— SET TASK —
Please copy these lines word for word, leaving out the pictures.

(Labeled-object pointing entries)
_ _ _
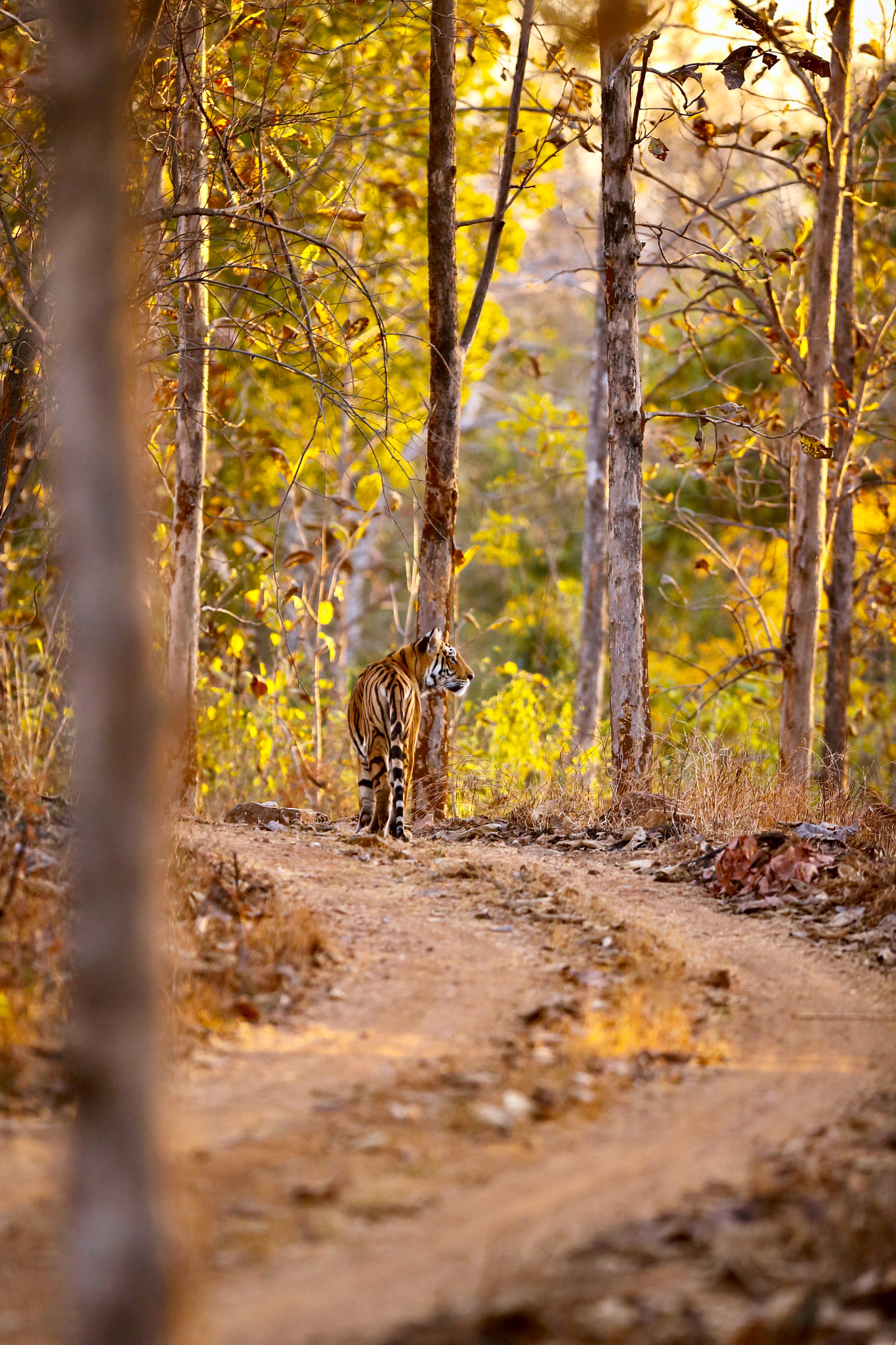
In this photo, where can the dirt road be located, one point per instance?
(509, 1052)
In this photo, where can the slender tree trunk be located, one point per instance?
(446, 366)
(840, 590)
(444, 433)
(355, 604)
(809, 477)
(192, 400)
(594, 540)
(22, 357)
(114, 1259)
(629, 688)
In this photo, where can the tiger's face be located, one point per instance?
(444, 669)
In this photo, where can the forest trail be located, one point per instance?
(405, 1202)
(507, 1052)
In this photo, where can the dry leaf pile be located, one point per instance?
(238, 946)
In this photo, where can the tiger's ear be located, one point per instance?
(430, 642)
_ _ _
— REPLY TO THE EXERCISE —
In this photo, where can the dirt road be located, one point per instance?
(509, 1052)
In this photo, where can the slender tree trunk be located, one point per instance?
(446, 366)
(840, 590)
(444, 433)
(355, 604)
(809, 477)
(192, 400)
(594, 540)
(22, 357)
(114, 1259)
(629, 688)
In this photo, where can the tiger's face be located, one point per instance?
(444, 669)
In this photo, where can the forest trail be located, one point per instance?
(405, 1202)
(507, 1052)
In this photo, where can the dry leaf pile be located, one point per instance?
(238, 946)
In this photo, where can the tiger's ear be located, one point per instance?
(430, 642)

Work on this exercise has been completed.